● **DIRECTIVE 1**
Can you format the part of the records that opens with the line containing "written like [156,39]." and closes with the last line of the records as a Markdown table with columns Row and Line, leaving out blank lines?

● **QUOTED PASSAGE**
The Lies of Big Bug
Insect farming was built on a set of foundational premises. They were all wrong.
The majority of farmed animals killed each year are insects, and this number is only expected to increase. By 2033, it’s estimated that around 5 trillion insects will be slaughtered annually—more than 50 times the number of cows, pigs, chickens, turkeys, and the like currently slaughtered. But insect farming is built on a dark secret: its foundational premises are all lies!
There has been a calculated plot by the insect farming industry to mislead the public. They know that if the public knew the truth about them, they’d never support subsidizing them. The insect farms can only thrive in darkness—shielded from public scrutiny.
Insect farming was promised as an environmentally-friendly alternative to meat. In reality, however, there’s virtually no consumer market for insects, so the insect farming industry mostly feeds insects to farmed animals like chickens and fish. Insect farming is not a competitor of traditional, environmentally-devastating factory-farming—it’s a complementary industry. For this reason, the insect farming industry is on track to be bad for the environment and to increase carbon emissions. A report by the UK government estimates that insect feed fed to animals has 13.5 times the carbon emissions of soy-based alternatives. Further studies have only confirmed this impression. Part of why the industry is so disastrous is that it must use lots of resources and energy feeding insects and keeping them at adequate temperatures to grow.

● **INFORMATION SHOWN**
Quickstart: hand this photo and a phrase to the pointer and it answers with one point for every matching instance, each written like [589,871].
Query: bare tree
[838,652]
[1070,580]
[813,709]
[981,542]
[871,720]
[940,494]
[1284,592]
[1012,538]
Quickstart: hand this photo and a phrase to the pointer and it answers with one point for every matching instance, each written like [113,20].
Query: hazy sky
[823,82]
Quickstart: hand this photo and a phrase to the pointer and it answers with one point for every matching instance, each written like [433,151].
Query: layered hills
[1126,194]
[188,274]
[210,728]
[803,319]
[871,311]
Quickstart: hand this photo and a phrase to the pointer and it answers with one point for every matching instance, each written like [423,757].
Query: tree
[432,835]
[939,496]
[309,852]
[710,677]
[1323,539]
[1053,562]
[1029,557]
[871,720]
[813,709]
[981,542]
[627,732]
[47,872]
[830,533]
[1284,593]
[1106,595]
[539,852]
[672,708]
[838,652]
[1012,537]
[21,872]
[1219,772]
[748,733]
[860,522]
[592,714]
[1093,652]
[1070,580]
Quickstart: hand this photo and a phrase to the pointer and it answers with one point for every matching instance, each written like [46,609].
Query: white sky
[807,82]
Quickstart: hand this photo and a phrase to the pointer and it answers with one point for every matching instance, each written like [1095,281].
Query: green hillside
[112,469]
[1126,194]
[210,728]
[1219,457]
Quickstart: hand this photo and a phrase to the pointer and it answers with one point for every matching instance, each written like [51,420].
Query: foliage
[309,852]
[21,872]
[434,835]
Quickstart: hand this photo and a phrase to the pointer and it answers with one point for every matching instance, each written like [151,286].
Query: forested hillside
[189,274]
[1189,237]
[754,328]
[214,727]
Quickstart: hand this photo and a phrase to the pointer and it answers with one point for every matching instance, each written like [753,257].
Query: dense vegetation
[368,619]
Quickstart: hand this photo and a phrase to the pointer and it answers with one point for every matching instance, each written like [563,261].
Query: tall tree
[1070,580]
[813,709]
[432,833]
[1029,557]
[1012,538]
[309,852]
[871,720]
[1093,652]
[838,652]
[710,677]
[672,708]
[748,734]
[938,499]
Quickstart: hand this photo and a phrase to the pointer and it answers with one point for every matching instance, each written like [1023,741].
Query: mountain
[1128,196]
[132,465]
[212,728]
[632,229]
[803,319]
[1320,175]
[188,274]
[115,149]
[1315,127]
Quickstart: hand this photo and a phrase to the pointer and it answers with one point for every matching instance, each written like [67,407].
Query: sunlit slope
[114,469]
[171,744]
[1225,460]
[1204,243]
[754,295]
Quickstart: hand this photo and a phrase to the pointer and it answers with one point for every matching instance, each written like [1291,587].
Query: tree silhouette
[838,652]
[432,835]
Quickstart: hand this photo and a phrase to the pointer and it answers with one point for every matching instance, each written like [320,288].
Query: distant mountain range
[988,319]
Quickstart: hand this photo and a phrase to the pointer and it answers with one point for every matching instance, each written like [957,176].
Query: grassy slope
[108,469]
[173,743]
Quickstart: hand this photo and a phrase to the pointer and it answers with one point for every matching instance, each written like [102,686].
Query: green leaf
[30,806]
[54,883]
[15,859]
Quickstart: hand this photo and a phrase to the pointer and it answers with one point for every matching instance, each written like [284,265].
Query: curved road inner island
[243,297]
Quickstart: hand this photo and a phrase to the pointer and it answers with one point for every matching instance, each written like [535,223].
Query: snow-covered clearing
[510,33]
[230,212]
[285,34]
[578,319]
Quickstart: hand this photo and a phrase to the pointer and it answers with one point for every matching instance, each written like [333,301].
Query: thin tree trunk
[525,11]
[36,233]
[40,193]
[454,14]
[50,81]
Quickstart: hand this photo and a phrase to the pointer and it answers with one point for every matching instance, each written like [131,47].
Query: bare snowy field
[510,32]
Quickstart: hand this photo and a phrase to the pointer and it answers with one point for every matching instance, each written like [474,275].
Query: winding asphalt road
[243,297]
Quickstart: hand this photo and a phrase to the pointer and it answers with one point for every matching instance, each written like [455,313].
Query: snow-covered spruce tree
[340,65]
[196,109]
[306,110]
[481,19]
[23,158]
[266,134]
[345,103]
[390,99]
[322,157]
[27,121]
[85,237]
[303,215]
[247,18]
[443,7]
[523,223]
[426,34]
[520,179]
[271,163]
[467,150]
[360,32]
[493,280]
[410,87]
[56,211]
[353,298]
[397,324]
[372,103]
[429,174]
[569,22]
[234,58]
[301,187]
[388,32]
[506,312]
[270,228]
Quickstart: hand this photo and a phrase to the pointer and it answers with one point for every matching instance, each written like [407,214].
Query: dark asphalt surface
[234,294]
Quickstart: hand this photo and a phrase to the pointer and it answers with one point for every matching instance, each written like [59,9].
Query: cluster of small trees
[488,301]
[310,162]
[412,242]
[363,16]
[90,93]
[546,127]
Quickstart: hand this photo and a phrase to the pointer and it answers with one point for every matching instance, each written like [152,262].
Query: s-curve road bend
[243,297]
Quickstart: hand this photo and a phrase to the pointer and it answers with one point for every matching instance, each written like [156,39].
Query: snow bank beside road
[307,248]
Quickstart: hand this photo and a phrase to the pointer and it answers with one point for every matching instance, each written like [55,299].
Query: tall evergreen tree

● **DIRECTIVE 2**
Could you retype the part of the insect farming text that opens with the words "Insect farming was promised" and closes with "temperatures to grow.", word for word?

● **CORRECT ANSWER 1**
| Row | Line |
|---|---|
| 1 | Quickstart: hand this photo and a phrase to the pointer and it answers with one point for every matching instance, each written like [156,39]. |
| 2 | Query: snow bank beside road |
| 3 | [307,248] |
| 4 | Quickstart: hand this photo and a phrase to the pointer and it answers with one point for every matching instance, each written like [55,299]. |
| 5 | Query: tall evergreen tree |

● **CORRECT ANSWER 2**
Insect farming was promised as an environmentally-friendly alternative to meat. In reality, however, there’s virtually no consumer market for insects, so the insect farming industry mostly feeds insects to farmed animals like chickens and fish. Insect farming is not a competitor of traditional, environmentally-devastating factory-farming—it’s a complementary industry. For this reason, the insect farming industry is on track to be bad for the environment and to increase carbon emissions. A report by the UK government estimates that insect feed fed to animals has 13.5 times the carbon emissions of soy-based alternatives. Further studies have only confirmed this impression. Part of why the industry is so disastrous is that it must use lots of resources and energy feeding insects and keeping them at adequate temperatures to grow.